What is required:
Using the listing below, show all lines that hold the word "pole".

Records for the task:
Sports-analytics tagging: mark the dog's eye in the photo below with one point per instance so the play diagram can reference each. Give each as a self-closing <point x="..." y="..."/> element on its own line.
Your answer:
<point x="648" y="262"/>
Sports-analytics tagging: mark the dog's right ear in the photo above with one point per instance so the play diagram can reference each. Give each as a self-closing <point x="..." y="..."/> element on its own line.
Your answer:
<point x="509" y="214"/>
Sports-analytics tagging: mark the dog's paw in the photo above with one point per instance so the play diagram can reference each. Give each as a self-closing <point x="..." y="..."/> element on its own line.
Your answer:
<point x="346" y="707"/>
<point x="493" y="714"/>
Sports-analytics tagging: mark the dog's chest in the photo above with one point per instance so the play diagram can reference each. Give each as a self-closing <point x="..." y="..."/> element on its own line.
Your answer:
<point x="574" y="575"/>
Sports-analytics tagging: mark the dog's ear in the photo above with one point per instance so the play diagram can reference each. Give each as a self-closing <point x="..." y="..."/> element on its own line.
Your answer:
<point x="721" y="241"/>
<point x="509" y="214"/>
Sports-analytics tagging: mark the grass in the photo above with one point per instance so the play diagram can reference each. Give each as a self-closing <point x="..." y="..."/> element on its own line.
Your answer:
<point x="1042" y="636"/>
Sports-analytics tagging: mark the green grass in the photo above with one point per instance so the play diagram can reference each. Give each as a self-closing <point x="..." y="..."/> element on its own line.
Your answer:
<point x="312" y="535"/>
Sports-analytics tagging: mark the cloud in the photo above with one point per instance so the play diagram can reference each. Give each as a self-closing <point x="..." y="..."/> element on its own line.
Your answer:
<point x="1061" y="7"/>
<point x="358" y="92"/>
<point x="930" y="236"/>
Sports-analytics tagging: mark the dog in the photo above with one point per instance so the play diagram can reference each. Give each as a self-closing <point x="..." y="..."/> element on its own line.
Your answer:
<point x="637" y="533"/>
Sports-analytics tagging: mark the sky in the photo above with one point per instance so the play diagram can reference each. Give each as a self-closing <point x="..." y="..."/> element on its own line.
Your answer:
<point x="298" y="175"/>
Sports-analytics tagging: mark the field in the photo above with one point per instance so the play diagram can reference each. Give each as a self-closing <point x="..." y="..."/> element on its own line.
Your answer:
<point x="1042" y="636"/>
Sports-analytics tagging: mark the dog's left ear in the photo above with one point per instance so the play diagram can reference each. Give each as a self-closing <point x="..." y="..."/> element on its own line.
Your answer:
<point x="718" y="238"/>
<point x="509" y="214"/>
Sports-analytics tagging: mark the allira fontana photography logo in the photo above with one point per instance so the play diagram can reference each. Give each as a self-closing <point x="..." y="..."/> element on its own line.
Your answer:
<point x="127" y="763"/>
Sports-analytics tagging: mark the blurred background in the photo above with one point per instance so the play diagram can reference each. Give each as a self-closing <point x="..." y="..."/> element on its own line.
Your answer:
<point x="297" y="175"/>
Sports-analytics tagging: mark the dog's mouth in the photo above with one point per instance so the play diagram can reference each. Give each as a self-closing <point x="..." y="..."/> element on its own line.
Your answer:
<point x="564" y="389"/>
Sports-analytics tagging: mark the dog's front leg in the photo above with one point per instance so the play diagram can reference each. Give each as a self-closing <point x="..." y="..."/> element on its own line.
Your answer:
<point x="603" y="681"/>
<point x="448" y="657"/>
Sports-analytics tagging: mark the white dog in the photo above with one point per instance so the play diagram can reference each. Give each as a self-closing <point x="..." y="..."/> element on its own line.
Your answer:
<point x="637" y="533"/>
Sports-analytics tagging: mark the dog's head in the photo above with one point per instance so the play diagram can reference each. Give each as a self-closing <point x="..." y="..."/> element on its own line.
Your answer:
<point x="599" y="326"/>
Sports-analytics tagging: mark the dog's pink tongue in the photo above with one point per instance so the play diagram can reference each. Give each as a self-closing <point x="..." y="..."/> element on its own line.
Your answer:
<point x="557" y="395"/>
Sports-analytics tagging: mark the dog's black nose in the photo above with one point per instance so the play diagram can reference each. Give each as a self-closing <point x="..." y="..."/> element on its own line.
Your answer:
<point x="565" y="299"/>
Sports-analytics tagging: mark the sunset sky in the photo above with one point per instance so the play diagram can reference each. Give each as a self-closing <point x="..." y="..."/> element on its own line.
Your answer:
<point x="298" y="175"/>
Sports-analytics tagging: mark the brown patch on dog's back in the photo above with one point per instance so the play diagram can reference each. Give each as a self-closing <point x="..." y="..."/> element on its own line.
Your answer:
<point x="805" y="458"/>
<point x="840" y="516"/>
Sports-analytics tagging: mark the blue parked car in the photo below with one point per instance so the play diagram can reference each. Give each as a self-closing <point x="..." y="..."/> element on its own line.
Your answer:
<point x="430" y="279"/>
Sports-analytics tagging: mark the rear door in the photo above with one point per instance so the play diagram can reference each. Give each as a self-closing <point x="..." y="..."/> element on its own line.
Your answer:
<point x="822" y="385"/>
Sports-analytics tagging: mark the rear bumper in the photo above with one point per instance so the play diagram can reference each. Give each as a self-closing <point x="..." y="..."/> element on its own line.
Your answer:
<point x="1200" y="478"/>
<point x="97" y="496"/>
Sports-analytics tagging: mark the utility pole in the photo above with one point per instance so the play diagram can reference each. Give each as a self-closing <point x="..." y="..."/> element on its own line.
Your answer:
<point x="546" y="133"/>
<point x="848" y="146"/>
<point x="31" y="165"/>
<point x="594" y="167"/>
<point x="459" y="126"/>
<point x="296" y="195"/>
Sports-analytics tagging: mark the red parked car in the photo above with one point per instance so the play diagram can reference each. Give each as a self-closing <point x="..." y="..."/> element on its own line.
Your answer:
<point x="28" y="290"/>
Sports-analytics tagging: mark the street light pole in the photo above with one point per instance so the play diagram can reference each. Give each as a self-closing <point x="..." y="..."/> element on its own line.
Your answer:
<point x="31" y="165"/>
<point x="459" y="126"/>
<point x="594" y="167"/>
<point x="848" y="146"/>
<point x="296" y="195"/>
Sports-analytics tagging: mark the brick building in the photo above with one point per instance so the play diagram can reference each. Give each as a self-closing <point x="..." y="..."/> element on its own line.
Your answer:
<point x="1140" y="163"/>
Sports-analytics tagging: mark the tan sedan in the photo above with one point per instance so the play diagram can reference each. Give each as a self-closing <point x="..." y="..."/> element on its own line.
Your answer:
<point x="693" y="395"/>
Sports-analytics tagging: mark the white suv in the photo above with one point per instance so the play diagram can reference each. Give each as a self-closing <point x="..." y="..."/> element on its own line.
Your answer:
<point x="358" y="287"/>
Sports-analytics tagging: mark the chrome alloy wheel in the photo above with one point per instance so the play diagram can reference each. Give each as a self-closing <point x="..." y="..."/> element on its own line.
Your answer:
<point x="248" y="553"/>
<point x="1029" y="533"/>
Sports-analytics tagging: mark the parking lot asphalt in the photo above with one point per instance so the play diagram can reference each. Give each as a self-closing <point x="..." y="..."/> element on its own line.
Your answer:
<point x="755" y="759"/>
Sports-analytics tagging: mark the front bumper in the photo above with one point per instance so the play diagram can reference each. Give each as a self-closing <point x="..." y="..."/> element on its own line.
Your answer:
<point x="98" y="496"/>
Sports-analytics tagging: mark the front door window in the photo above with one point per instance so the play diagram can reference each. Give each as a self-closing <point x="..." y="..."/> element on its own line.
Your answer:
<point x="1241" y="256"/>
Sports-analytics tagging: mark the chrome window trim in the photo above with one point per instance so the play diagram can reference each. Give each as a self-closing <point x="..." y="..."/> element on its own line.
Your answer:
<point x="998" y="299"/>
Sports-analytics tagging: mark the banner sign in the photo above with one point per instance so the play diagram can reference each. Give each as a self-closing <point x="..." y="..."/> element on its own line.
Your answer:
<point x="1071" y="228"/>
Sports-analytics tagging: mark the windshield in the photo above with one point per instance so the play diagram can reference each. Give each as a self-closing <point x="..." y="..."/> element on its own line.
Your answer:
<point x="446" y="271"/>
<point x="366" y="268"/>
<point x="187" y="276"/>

Answer to this problem:
Sports-analytics tagging: mark the utility pole in the photo above with one point per instance so the play diagram can reference each. Give each as a self-closing <point x="..." y="..."/> element on its own line.
Sports-analytics tagging: mark the street light pole in the photo above with one point per instance so the play diagram can reference each. Give each as a self-closing <point x="..." y="..."/> element on its own line.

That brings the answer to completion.